• Written exercise: Please pick out each line in the material below that contains the word "grass" and copy those lines.

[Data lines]
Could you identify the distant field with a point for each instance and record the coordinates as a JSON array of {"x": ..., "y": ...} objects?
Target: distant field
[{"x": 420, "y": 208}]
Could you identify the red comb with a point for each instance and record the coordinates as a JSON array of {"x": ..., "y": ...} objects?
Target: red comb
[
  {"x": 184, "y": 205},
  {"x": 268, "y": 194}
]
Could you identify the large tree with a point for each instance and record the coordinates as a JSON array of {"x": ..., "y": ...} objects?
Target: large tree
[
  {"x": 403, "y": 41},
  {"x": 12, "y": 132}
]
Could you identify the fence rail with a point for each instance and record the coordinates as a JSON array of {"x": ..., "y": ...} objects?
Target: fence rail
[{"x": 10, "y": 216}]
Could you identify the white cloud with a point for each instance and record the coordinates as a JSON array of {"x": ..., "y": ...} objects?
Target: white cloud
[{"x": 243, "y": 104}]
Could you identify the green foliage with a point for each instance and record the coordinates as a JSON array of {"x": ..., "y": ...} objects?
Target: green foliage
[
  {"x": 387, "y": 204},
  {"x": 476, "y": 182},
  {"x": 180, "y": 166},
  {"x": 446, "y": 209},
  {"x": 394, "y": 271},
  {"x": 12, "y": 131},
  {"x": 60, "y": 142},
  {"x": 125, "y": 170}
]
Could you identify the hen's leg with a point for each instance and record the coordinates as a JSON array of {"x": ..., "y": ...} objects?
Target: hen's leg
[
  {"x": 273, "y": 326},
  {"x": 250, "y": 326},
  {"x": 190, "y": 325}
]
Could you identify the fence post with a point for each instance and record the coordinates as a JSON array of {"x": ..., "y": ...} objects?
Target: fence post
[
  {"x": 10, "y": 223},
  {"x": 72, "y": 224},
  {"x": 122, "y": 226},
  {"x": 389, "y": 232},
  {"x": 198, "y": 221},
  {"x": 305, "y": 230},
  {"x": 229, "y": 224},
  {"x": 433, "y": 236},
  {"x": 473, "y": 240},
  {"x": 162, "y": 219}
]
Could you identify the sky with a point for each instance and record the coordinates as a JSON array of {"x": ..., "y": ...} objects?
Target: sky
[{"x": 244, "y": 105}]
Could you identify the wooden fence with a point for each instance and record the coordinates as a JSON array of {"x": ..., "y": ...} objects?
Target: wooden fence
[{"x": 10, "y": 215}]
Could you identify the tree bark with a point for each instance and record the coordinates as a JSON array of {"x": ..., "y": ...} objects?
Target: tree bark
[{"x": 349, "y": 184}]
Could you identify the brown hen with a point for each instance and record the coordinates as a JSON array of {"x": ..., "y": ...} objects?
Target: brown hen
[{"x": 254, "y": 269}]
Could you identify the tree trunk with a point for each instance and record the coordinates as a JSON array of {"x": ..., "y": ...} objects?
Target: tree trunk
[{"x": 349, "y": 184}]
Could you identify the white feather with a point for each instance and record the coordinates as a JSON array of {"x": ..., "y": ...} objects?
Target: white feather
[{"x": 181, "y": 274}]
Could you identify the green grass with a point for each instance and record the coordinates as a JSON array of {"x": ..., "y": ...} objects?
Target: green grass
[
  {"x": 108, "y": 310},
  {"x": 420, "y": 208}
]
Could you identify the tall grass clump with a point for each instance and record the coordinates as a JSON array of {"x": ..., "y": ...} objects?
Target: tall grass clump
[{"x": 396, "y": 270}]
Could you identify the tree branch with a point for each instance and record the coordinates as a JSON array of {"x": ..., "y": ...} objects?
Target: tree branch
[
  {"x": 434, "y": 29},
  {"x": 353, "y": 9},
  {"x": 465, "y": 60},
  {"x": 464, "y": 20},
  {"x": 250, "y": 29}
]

...

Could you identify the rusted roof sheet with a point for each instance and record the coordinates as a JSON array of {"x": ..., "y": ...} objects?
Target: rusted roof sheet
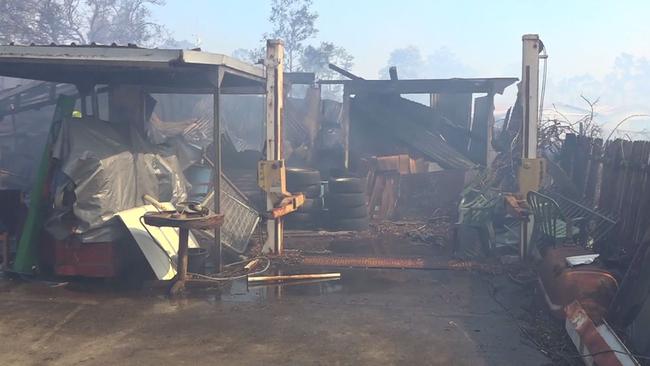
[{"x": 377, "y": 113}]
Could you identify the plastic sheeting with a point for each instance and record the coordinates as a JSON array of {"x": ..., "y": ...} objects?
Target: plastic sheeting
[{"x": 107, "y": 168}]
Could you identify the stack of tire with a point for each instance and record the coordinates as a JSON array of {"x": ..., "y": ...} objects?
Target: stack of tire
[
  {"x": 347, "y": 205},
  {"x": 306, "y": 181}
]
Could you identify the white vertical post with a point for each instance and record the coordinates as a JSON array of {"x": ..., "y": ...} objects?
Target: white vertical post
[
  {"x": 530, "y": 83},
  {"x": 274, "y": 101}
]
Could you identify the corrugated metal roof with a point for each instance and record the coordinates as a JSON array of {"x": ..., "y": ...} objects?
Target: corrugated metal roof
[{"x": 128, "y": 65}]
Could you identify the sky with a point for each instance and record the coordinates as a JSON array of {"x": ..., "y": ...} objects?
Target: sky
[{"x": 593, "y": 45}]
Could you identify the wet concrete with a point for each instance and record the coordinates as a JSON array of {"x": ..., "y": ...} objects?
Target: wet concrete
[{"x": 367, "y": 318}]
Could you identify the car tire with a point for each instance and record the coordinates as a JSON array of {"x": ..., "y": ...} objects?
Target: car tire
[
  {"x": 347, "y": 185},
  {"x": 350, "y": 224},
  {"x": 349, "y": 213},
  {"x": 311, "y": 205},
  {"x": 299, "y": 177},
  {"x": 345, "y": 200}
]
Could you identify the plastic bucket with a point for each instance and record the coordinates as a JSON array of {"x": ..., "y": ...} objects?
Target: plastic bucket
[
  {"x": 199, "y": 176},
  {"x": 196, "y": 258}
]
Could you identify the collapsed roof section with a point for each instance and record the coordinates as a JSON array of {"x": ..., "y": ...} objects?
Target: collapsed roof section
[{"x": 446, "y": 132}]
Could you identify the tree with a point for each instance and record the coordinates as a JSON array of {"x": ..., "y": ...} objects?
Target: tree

• The answer:
Could you identify the green grass with a point for each instance and record the coordinates as a JSON array of {"x": ..., "y": ...} objects?
Target: green grass
Could you identify the tall grass clump with a point for each instance and record the coordinates as a JSON array of {"x": ..., "y": ...} objects?
Target: tall grass clump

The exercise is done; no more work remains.